[Bounding box annotation entries]
+ + + +

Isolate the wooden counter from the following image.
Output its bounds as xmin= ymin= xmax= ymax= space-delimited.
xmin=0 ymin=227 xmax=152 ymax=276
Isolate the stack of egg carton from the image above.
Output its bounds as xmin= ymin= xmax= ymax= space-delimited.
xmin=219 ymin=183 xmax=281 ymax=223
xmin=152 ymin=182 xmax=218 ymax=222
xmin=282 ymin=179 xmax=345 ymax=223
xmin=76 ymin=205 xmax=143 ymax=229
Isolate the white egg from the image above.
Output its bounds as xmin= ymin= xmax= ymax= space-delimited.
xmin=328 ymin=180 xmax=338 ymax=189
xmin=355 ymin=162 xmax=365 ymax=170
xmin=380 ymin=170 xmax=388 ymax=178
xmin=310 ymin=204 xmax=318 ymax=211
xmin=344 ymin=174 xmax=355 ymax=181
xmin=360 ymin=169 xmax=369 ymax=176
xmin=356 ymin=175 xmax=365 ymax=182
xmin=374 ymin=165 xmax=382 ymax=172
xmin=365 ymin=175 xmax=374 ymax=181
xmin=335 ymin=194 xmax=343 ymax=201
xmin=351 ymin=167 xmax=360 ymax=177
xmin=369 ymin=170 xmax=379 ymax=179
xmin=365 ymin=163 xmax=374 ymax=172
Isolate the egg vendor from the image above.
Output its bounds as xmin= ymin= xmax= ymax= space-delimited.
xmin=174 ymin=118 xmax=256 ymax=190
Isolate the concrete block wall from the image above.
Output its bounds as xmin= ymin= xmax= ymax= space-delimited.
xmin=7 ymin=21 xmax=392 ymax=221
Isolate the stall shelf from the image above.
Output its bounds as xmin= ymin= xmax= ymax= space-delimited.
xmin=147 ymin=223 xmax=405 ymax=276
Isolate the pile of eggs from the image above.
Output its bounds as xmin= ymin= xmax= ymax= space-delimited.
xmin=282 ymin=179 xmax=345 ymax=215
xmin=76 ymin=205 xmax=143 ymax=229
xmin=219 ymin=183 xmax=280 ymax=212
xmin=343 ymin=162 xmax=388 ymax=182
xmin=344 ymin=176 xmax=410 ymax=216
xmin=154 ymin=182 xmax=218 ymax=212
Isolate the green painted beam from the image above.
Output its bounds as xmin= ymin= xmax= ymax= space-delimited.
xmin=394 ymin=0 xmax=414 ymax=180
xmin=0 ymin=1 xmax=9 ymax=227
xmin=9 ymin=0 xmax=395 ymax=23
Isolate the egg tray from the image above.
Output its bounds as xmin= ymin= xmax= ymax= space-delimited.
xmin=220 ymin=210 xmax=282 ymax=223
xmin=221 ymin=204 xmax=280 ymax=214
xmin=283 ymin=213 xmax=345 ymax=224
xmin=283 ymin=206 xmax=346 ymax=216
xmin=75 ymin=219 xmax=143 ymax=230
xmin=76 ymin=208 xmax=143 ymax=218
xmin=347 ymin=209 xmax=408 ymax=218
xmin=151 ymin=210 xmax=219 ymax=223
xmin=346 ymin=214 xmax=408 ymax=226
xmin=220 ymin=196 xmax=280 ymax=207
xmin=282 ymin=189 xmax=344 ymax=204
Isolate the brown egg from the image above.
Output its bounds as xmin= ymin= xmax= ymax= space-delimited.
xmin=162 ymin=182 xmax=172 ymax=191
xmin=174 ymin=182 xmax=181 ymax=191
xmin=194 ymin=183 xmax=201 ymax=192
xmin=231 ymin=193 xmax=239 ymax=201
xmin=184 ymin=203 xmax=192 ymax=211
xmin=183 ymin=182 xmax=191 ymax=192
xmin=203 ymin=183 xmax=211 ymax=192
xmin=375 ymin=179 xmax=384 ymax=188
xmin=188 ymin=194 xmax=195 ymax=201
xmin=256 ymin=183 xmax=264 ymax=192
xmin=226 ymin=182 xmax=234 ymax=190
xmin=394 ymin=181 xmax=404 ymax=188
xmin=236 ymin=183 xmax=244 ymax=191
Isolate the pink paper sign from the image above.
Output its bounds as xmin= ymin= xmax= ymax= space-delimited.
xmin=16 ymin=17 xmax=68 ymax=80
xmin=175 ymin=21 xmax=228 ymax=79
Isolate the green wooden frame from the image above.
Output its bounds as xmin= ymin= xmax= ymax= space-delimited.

+ + + +

Copy out the material above with "Locate" substituted for each occurrence of "Isolate". Leave everything else as it is.

> **TASK ANSWER**:
Locate the wooden counter from the following image.
Output its bounds as xmin= ymin= xmax= ymax= space-delimited.
xmin=0 ymin=227 xmax=152 ymax=276
Locate the stack of egg carton from the image above.
Output its bounds as xmin= ymin= xmax= ymax= space-delimited.
xmin=219 ymin=183 xmax=281 ymax=223
xmin=152 ymin=182 xmax=218 ymax=222
xmin=282 ymin=179 xmax=345 ymax=223
xmin=76 ymin=205 xmax=143 ymax=229
Locate the white egg from the image above.
Output its bounds as xmin= ymin= xmax= ymax= space-delimited.
xmin=328 ymin=180 xmax=338 ymax=189
xmin=355 ymin=162 xmax=365 ymax=170
xmin=380 ymin=170 xmax=388 ymax=178
xmin=310 ymin=204 xmax=318 ymax=211
xmin=344 ymin=174 xmax=355 ymax=181
xmin=360 ymin=169 xmax=369 ymax=176
xmin=356 ymin=175 xmax=365 ymax=182
xmin=374 ymin=165 xmax=382 ymax=172
xmin=365 ymin=175 xmax=374 ymax=181
xmin=335 ymin=194 xmax=343 ymax=201
xmin=351 ymin=167 xmax=360 ymax=177
xmin=369 ymin=170 xmax=379 ymax=179
xmin=365 ymin=163 xmax=374 ymax=172
Locate the egg vendor from the image above.
Output its bounds as xmin= ymin= xmax= ymax= space-delimited.
xmin=174 ymin=118 xmax=256 ymax=190
Locate the concrete block wall from the image above.
Output its bounds as xmin= ymin= xmax= ymax= space-delimited.
xmin=7 ymin=21 xmax=392 ymax=221
Locate the stall shelf from the image above.
Output its bounds as xmin= ymin= xmax= ymax= space-delimited.
xmin=147 ymin=223 xmax=405 ymax=276
Locate the pile of eggs from the image above.
Output its bounds as xmin= ymin= xmax= ymax= space-delimited.
xmin=282 ymin=179 xmax=345 ymax=215
xmin=76 ymin=205 xmax=143 ymax=229
xmin=219 ymin=183 xmax=280 ymax=212
xmin=343 ymin=162 xmax=388 ymax=182
xmin=344 ymin=176 xmax=410 ymax=216
xmin=154 ymin=182 xmax=218 ymax=212
Locate the green painted beam from the image above.
Output its bounds as xmin= ymin= xmax= ymax= space-delimited.
xmin=394 ymin=0 xmax=414 ymax=180
xmin=0 ymin=1 xmax=9 ymax=227
xmin=9 ymin=0 xmax=395 ymax=23
Locate the egg tray from the image above.
Output its bounds as xmin= ymin= xmax= ymax= space-delimited.
xmin=220 ymin=210 xmax=282 ymax=223
xmin=221 ymin=204 xmax=280 ymax=214
xmin=283 ymin=213 xmax=345 ymax=224
xmin=283 ymin=206 xmax=346 ymax=216
xmin=75 ymin=219 xmax=143 ymax=230
xmin=76 ymin=208 xmax=143 ymax=218
xmin=347 ymin=209 xmax=408 ymax=218
xmin=151 ymin=210 xmax=219 ymax=223
xmin=346 ymin=214 xmax=408 ymax=226
xmin=220 ymin=196 xmax=280 ymax=207
xmin=282 ymin=189 xmax=344 ymax=204
Locate the brown egg from the image above.
Output its bounds as xmin= ymin= xmax= ymax= space-delimited.
xmin=162 ymin=182 xmax=172 ymax=191
xmin=174 ymin=182 xmax=181 ymax=191
xmin=194 ymin=183 xmax=201 ymax=192
xmin=231 ymin=193 xmax=239 ymax=201
xmin=184 ymin=203 xmax=192 ymax=211
xmin=183 ymin=182 xmax=191 ymax=192
xmin=203 ymin=183 xmax=211 ymax=192
xmin=375 ymin=179 xmax=384 ymax=188
xmin=188 ymin=194 xmax=195 ymax=201
xmin=256 ymin=183 xmax=264 ymax=192
xmin=226 ymin=182 xmax=234 ymax=190
xmin=394 ymin=181 xmax=404 ymax=188
xmin=236 ymin=183 xmax=244 ymax=191
Locate the pink paper sign from the image above.
Output its bounds as xmin= ymin= xmax= ymax= space-delimited.
xmin=16 ymin=17 xmax=68 ymax=80
xmin=175 ymin=21 xmax=228 ymax=79
Locate the green wooden frame from the image above.
Output its bounds as xmin= ymin= xmax= ymax= space-delimited.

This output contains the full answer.